• MATERIAL FOR THE TASK:
━━━━━━━━

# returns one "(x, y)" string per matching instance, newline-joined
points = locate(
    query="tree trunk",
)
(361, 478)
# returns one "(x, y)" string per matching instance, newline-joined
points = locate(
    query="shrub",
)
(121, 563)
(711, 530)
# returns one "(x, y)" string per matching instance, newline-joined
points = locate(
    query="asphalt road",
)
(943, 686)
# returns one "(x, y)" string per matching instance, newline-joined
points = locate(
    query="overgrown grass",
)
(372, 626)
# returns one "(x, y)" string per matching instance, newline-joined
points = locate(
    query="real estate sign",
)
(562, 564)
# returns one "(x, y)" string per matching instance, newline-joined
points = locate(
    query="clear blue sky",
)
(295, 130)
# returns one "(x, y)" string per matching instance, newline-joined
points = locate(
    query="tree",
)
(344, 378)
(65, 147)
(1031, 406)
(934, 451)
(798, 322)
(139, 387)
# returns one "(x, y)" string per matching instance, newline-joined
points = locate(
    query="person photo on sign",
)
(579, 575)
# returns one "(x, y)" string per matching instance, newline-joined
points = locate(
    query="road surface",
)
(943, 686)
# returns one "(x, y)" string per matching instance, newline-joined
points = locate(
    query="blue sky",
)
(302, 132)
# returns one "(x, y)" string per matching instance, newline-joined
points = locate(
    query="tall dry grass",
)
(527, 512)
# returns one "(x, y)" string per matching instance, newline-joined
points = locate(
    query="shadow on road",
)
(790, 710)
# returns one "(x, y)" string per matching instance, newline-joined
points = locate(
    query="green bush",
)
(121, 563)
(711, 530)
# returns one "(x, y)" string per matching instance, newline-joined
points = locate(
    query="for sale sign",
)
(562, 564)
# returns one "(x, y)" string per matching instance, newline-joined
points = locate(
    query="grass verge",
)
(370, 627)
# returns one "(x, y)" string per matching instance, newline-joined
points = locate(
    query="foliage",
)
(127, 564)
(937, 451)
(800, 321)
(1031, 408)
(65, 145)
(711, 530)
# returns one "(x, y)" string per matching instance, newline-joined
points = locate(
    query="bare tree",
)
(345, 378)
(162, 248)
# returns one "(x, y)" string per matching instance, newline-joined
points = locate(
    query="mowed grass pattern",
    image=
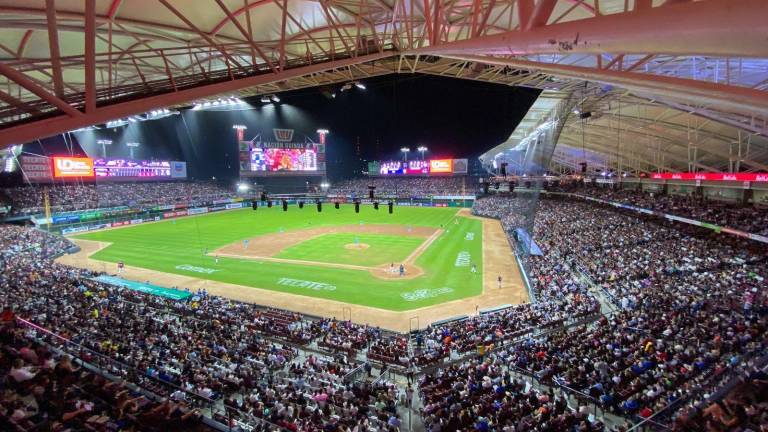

━━━━━━━━

• GIVEN EXERCISE: Which lines in the items above contain the string "road"? Report each of those lines in full.

• RESPONSE TO THE EXERCISE:
    query="asphalt road",
    query="road surface",
    query="shadow on road",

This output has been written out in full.